**Exercice écrit A:** D'après l'extrait sur la jeunesse tunisienne, pourquoi le comportement agressif des jeunes reste-t-il explicable ? Répondez en une à trois phrases.
**Exercice écrit B:** Relevez tous les sentiments cités entre parenthèses dans l'extrait sur la jeunesse tunisienne pour décrire la crise d'identité de l'adolescent.
**Exercice écrit C:** Quel réseau social l'extrait sur la jeunesse tunisienne nomme-t-il ?

**Extrait du document:**
Outre cette scène politique et sociale en ébullition, on ajoute que la Tunisie, à l’instar de tous les pays du monde, vit dans une ère où l’information est devenue une «arme de destruction massive» : la propagation d’informations sur les réseaux sociaux, notamment le Facebook, suscite une certaine anxiété, voire la panique. Les fausses comme les mauvaises informations, qui sont tout aussi dangereuses, se propagent d’une manière rapide et incontrôlée, suffisante pour provoquer le chaos dans le pays. Et donc, tous les ingrédients étaient réunis pour que cette jeunesse explose et se manifeste sans arrêt.
Vous dites, donc, que la jeunesse tunisienne se révolte de nouveau ?
Bien évidemment. Toutefois, ce qui est inquiétant, c’est ce comportement agressif qui ne cesse de prendre de l’ampleur avec le temps mais est toujours explicable ; ces jeunes vivent dans un environnement plein de violence que ce soit dans la famille, à l’école ou même à travers la télévision et ce qui se passe, par exemple, au sein de l’ARP en est la meilleure preuve où la violence politique ne cesse de gagner du terrain. Et donc, la violence existe dans l’entourage interne et externe de ces jeunes, ce qui influe facilement sur leur comportement.
Par ailleurs, ces jeunes âgés de plus de 12 ans, qui sont à la recherche de leur nouvelle identité, vivent une crise d’identité, durant laquelle l’adolescent ne sait plus très bien qui est et il lui arrive de s’insurger avec un mélange de sentiment (des sentiments d’appartenance, de cohérence, de différence, de valeur, de confiance et d’existence…).
Il est vrai que la famille est la première école des vertus sociales nécessaires à toute société car c’est elle qui lui enseigne les bonnes manières, les règles de vie… mais il y a, également, l’école, la société et surtout les groupes qui deviennent, au cours de l’adolescence, une référence sociale principale et une sphère privilégiée permettant au jeune d’élargir et de différencier les modes de socialisation et d’individuation. C’est pour toutes ces raisons que l’Etat et les autorités concernées doivent se concentrer sur le défi de la socialisation chez les jeunes. Dès lors, on peut se demander quelle est la place de l’Etat et de ses institutions dans ce processus de socialisation. De ce fait, il existe un autre phénomène tout aussi violent : c’est le déni de l’Etat face à ces actes pourtant bien réels, ce qui va alimenter encore une fois un climat de tension entre les forces de l’ordre et la population. Ce qui fait que le pays est confronté, aujourd’hui, à une explosion de la jeunesse sans précédent.
Mais d’un autre côté, on parle, aujourd’hui, de l’exploitation de nos jeunes et de l’existence de toute une machine politique derrière. Qu’en pensez-vous ?

**Entrées de données:**
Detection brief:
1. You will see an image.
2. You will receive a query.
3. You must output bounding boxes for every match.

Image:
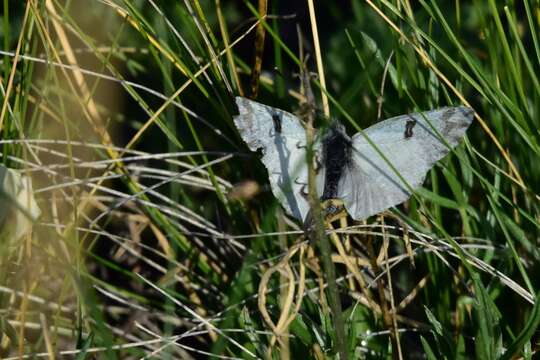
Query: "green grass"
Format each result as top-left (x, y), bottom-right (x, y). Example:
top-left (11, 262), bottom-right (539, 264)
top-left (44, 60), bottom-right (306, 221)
top-left (0, 0), bottom-right (540, 359)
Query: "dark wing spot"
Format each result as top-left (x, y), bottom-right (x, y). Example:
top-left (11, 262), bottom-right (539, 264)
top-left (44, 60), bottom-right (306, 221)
top-left (272, 112), bottom-right (281, 133)
top-left (403, 117), bottom-right (416, 139)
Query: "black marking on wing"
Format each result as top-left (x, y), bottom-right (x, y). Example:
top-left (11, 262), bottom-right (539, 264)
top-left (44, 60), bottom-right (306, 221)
top-left (272, 113), bottom-right (281, 133)
top-left (403, 118), bottom-right (416, 139)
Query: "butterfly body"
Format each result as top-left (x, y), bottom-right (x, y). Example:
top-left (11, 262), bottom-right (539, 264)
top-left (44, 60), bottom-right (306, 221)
top-left (234, 97), bottom-right (473, 221)
top-left (321, 120), bottom-right (352, 200)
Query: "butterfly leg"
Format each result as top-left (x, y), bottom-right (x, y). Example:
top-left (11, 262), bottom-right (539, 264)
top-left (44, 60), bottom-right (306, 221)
top-left (321, 199), bottom-right (347, 223)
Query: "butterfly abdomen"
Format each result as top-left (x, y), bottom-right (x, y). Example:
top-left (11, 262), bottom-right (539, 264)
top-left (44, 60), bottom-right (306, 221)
top-left (321, 121), bottom-right (352, 200)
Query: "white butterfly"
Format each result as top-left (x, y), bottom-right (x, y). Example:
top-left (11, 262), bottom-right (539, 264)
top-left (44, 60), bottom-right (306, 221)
top-left (234, 97), bottom-right (473, 221)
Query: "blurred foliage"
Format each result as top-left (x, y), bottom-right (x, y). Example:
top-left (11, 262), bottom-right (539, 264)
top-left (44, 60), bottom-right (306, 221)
top-left (0, 0), bottom-right (540, 359)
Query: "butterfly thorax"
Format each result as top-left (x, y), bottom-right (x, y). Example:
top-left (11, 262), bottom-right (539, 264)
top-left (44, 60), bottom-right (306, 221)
top-left (321, 121), bottom-right (352, 200)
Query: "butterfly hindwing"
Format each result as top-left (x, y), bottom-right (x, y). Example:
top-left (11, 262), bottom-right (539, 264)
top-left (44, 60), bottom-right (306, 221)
top-left (339, 107), bottom-right (473, 220)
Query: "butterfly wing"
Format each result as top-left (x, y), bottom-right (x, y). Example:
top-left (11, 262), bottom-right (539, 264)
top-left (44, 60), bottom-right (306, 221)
top-left (339, 107), bottom-right (473, 220)
top-left (234, 97), bottom-right (316, 220)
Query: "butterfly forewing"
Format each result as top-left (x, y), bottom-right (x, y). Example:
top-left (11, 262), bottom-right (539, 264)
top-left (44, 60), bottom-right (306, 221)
top-left (234, 97), bottom-right (318, 220)
top-left (339, 107), bottom-right (473, 220)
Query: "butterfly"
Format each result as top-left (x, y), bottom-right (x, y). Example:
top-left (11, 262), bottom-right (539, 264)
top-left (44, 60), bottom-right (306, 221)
top-left (234, 97), bottom-right (474, 221)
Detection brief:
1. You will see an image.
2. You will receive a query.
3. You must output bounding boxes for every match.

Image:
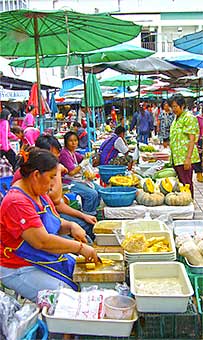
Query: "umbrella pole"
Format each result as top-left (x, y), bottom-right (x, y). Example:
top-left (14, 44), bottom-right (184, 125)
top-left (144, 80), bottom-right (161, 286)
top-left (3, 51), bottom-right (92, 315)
top-left (81, 55), bottom-right (91, 151)
top-left (138, 73), bottom-right (141, 103)
top-left (123, 81), bottom-right (127, 128)
top-left (34, 17), bottom-right (43, 133)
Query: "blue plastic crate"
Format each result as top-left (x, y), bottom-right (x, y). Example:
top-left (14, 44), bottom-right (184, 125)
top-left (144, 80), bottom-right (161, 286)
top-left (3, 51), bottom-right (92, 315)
top-left (99, 187), bottom-right (137, 207)
top-left (21, 320), bottom-right (49, 340)
top-left (98, 165), bottom-right (127, 184)
top-left (0, 176), bottom-right (13, 196)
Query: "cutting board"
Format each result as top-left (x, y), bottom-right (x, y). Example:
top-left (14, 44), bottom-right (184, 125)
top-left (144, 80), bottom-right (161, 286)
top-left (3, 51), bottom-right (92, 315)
top-left (73, 253), bottom-right (125, 282)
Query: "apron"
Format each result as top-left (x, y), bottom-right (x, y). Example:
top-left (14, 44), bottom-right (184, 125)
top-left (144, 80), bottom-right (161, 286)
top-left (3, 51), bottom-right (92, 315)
top-left (5, 186), bottom-right (78, 291)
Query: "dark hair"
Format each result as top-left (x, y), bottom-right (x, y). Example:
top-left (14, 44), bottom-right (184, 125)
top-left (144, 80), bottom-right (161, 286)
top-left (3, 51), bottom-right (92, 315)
top-left (106, 118), bottom-right (113, 125)
top-left (64, 131), bottom-right (79, 147)
top-left (170, 93), bottom-right (186, 108)
top-left (20, 147), bottom-right (58, 178)
top-left (35, 135), bottom-right (62, 151)
top-left (114, 125), bottom-right (125, 136)
top-left (28, 105), bottom-right (35, 112)
top-left (0, 109), bottom-right (11, 120)
top-left (73, 121), bottom-right (81, 127)
top-left (11, 126), bottom-right (23, 134)
top-left (161, 100), bottom-right (169, 110)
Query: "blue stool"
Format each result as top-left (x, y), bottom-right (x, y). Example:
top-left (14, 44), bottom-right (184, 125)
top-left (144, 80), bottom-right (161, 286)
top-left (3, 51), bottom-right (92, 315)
top-left (21, 320), bottom-right (49, 340)
top-left (0, 176), bottom-right (13, 199)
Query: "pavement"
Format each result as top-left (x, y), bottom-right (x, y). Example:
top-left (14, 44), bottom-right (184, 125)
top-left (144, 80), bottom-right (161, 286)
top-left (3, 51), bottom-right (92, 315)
top-left (193, 174), bottom-right (203, 220)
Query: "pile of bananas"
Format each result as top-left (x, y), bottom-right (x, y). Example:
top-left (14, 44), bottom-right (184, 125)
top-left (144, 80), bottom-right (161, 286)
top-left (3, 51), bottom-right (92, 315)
top-left (109, 174), bottom-right (140, 187)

**Réponse attendue A:** Ces jeunes vivent dans un environnement plein de violence, que ce soit dans la famille, à l'école ou à travers la télévision, où l'on voit par exemple la violence politique au sein de l'ARP. Cette violence, présente dans leur entourage interne et externe, influe facilement sur leur comportement.

**Réponse attendue B:** Appartenance, cohérence, différence, valeur, confiance, existence.

**Réponse attendue C:** Facebook.